BRIEF 1 -> Translate this sentence from the passage on chest pain into Spanish: "The most common cause of noncardiac chest pain is gastroesophageal reflux."
BRIEF 2 -> Extend the passage on chest pain with one more paragraph that picks up after its final sentence.

PASSAGE TO READ ->
══════════
6 Chest Pain
Common causes of chest pain are angina pectoris; myocardial infarction; musculoskeletal chest wall conditions (especially in children), including costochondritis, benign overuse myalgia, fibrositis, and referred pain; trauma; cervicodorsal arthritis; psychoneurosis; esophageal reflux; esophageal spasm; pleuritis; and mitral valve prolapse (Table 6-1). The most common cause of noncardiac chest pain is gastroesophageal reflux. Less common causes of chest pain include precordial catch syndrome in children, microvascular dysfunction in women, lung tumors, gas entrapment syndromes, pulmonary hypertension, pulmonary embolus, pericarditis, and panic disorder. Cocaine is implicated as the cause of nontraumatic chest pain in 14% to 25% of patients in urban centers. Patients with biliary disease, including cholelithiasis, cholecystitis, and common duct stones, may also present with pain in the chest. A patient complaining of burning chest pain in a dermatomal distribution should be examined for the lesions of herpes zoster (though pain may be experienced prior to appearance of the lesions).
Resemble angina slightly | |
Not typical of angina |
From Seller RH: Cardiology. In Rakel RE, Conn HF, eds: Family Practice, 2nd ed. Philadelphia, WB Saunders, 1978.
Nature of Patient
Chest pain due to coronary artery disease (CAD) or other serious organic pathology is rare in young people. In children, chest pain most likely results from the musculoskeletal system (e.g., strain, trauma, overuse, precordial catch, costochondritis), an inflammatory process (e.g., pleurisy or Tietze’s syndrome/costochondritis), or a psychiatric problem (e.g., anxiety, conversion disorder, depression). When pain similar in quality to angina pectoris occurs in a child or adolescent, reflux esophagitis, mitral valve prolapse, or cocaine abuse should be suspected. Although they are uncommon, myocarditis and pericarditis may cause cardiac chest pain in children. Rarely, children with congenital anomalies of the coronary arteries may have ischemic pain. Although pulmonary embolism is uncommon in children, it should be suspected in any postoperative, immobilized, or bedridden patient.
══════════
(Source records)
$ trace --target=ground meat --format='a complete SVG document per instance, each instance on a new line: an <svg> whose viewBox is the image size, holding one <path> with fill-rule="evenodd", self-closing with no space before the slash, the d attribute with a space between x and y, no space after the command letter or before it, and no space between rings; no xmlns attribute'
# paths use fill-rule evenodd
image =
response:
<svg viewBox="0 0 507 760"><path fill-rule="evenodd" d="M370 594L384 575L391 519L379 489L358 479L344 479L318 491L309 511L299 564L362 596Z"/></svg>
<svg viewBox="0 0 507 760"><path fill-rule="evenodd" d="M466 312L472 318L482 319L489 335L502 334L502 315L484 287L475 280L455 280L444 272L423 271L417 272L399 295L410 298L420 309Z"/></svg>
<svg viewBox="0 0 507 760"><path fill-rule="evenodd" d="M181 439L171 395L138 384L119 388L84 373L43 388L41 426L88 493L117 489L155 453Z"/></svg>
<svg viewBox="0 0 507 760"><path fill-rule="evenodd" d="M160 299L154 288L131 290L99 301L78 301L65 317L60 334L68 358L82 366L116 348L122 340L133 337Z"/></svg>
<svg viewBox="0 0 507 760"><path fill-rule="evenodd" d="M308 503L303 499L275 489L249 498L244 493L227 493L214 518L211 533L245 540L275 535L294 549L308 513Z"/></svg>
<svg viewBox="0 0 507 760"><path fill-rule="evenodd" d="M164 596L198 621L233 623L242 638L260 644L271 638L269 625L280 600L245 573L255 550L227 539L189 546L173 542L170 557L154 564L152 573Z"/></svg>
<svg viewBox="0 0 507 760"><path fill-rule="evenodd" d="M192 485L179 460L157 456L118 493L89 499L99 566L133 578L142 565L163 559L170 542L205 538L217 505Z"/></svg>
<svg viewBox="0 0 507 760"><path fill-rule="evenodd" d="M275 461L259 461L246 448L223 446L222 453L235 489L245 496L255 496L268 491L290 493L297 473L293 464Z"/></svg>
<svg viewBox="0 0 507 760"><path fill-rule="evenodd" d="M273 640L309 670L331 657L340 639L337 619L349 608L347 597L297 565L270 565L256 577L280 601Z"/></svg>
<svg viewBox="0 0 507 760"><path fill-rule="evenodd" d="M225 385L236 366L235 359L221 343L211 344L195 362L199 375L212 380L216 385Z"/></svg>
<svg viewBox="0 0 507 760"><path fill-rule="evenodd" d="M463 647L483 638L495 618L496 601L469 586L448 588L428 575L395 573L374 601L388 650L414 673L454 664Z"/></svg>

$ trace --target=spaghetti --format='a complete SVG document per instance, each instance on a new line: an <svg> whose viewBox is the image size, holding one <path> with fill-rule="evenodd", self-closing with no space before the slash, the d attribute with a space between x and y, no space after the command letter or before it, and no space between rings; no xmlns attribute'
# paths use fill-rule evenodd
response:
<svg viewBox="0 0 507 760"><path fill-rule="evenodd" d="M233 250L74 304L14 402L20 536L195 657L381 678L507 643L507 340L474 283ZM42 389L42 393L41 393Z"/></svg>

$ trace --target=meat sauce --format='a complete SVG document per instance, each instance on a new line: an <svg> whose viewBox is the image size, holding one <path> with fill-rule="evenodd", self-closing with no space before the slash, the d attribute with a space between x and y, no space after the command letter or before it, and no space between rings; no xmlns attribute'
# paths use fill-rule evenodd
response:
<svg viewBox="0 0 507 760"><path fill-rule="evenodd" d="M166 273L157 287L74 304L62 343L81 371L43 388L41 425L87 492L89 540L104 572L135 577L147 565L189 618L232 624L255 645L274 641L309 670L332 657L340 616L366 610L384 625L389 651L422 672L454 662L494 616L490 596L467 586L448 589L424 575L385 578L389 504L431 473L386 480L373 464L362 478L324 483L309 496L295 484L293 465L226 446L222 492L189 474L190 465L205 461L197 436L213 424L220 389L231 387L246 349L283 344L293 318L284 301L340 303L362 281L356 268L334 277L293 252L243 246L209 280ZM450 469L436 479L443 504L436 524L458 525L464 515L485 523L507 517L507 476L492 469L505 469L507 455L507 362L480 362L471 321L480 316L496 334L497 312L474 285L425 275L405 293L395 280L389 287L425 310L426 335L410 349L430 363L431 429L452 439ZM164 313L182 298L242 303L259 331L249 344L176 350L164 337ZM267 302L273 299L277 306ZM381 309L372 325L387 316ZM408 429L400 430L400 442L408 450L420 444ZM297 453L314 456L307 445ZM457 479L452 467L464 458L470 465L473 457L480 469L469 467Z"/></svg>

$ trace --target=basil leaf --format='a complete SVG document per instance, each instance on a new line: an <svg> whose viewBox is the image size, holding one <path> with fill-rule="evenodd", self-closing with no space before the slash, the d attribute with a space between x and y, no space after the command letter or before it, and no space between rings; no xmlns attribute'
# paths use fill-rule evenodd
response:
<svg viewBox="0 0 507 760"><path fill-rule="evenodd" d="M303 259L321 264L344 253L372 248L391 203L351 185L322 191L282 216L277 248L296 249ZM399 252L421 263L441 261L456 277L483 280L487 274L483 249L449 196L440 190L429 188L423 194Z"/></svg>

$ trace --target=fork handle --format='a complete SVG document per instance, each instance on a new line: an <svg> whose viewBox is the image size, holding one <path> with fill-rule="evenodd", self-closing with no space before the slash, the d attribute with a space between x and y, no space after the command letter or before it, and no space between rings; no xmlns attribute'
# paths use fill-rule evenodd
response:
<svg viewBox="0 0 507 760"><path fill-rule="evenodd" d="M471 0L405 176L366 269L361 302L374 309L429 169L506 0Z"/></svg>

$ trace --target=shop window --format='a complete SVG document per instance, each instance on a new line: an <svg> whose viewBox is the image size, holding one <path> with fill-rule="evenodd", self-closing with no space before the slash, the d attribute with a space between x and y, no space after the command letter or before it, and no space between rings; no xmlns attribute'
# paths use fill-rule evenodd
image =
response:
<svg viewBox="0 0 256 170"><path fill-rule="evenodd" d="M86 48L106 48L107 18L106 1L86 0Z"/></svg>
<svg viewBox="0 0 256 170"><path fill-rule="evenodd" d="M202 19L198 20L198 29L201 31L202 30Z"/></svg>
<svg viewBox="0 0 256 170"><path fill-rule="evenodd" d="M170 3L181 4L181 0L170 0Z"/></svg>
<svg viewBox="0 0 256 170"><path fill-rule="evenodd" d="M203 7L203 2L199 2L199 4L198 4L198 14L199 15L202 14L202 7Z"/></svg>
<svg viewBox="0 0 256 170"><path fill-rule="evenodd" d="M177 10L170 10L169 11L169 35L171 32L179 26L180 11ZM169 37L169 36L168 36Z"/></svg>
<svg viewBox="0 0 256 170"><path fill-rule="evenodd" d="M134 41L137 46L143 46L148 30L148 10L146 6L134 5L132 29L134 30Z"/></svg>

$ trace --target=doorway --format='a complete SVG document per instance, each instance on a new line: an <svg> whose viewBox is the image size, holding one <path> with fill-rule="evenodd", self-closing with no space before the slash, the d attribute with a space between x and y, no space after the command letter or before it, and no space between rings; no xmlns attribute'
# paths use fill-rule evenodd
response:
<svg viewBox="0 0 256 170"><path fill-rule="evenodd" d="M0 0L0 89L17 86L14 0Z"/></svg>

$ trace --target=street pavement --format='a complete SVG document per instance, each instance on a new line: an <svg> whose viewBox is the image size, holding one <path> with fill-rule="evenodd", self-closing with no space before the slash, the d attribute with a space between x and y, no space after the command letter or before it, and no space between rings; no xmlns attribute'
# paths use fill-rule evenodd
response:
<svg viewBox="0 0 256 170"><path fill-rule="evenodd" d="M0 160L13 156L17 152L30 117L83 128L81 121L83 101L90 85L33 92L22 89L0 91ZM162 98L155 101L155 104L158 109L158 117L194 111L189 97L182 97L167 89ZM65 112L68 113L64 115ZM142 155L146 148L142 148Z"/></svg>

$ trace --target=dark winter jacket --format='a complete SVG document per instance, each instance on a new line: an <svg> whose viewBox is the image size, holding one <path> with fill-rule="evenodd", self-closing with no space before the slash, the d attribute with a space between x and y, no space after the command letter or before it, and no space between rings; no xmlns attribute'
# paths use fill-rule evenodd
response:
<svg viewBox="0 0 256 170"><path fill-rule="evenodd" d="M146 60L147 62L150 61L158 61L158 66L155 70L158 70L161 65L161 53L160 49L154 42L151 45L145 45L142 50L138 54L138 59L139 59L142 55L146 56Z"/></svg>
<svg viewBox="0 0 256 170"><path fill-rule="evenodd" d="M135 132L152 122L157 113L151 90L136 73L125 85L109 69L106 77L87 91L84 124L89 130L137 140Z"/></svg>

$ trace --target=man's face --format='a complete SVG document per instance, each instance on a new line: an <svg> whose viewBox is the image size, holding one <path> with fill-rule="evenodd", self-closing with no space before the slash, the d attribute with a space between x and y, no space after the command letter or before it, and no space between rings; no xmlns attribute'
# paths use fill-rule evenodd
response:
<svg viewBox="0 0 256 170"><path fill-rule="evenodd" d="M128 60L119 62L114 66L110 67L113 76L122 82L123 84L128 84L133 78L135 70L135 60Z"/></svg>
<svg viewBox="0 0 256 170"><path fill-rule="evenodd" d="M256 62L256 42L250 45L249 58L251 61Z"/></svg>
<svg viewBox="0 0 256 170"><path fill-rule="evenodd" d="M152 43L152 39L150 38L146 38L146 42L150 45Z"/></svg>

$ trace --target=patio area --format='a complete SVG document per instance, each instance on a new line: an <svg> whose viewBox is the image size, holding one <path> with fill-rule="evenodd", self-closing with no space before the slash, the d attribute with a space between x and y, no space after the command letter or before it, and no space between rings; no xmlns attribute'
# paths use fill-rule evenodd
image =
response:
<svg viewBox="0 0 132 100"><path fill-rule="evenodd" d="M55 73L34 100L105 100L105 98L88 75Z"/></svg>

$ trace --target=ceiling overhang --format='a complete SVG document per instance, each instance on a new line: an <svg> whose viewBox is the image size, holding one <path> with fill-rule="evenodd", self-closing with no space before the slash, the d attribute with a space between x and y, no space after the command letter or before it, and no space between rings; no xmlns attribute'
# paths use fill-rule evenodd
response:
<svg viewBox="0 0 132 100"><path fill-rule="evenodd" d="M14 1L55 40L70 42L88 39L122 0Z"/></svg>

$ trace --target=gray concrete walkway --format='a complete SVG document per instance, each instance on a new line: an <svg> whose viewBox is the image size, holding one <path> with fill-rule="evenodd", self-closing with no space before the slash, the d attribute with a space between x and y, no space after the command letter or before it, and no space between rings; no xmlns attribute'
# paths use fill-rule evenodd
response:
══════════
TASK RESPONSE 1 -> La causa más común del dolor torácico no cardíaco es el reflujo gastroesofágico.

TASK RESPONSE 2 ->
Nature of Pain
Although the physician must differentiate chest pain of cardiac origin from other types of pain, it is not sufficient to establish whether or not the pain is of cardiac origin. Patients with pain of cardiac origin should receive varying forms of therapy and have different prognoses, depending on whether their pain is caused by angina pectoris, Prinzmetal’s angina, hypertrophic cardiomyopathy (HCM), mitral valve prolapse, or pericarditis. An accurate diagnosis can usually be made from a precise history. In eliciting the history of chest pain, the examiner should note the following five specific characteristics of the discomfort: location of pain, quality of pain, duration of pain, factors that precipitate or exacerbate the pain, and ameliorating factors.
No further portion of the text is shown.